Source data
+--

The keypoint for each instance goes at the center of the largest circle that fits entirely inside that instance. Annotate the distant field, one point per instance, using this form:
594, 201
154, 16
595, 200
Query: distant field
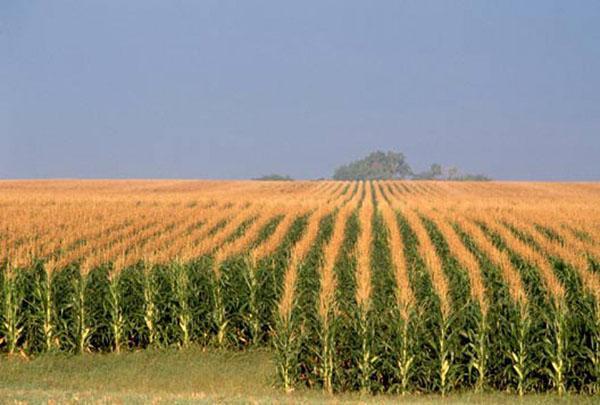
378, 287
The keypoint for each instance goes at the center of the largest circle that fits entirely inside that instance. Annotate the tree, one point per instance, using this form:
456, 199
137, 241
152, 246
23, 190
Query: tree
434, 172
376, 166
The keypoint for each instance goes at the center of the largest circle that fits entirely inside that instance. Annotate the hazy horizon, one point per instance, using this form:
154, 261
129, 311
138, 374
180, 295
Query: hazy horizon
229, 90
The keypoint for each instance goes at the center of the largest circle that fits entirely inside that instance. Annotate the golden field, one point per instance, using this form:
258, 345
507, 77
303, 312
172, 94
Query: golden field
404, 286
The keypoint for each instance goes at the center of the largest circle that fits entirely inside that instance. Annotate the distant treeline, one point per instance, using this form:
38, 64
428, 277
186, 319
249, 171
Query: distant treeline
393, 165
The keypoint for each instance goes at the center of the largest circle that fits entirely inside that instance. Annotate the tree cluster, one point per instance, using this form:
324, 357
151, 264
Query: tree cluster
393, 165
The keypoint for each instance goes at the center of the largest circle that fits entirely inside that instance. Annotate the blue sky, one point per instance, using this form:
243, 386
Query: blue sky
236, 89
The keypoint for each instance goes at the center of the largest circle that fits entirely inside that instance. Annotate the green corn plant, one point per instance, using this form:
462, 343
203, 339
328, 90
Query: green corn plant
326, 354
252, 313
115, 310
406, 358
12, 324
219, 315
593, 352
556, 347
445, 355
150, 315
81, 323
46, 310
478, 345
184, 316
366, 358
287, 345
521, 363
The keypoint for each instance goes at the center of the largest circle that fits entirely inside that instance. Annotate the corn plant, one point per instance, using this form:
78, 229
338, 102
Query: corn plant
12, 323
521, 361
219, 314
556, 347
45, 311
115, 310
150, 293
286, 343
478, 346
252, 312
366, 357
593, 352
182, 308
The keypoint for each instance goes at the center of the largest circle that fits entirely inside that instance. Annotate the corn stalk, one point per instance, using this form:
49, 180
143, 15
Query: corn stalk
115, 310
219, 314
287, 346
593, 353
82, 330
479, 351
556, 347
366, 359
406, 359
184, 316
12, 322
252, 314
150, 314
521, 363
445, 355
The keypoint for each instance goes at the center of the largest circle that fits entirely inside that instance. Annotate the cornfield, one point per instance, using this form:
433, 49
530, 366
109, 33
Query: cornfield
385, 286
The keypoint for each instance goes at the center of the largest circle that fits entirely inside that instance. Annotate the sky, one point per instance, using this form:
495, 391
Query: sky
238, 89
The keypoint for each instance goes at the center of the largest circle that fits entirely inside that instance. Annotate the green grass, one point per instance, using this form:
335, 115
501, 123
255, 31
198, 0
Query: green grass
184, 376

+--

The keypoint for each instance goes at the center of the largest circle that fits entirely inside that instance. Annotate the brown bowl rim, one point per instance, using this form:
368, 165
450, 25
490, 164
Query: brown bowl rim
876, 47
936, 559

+--

Task to carry out
Retype exactly, and only, the lines above from the one where "Query: corn stalk" occurs up to and including the one where "the sky, one" occurs.

Problem solution
Query: corn stalk
115, 310
219, 314
287, 346
593, 353
82, 330
479, 351
556, 347
366, 359
406, 359
184, 316
12, 322
252, 314
150, 314
521, 363
445, 355
The keypoint for each instance goes at the center of the largest circle that fits entirely inside that instance. Annotate the cornfield, one point per instance, using this form:
433, 49
530, 366
109, 33
Query: cornfield
385, 286
The keypoint for each instance goes at the center of the largest circle that fits entirely inside that instance. Annotate the sky, one point per instance, using this form:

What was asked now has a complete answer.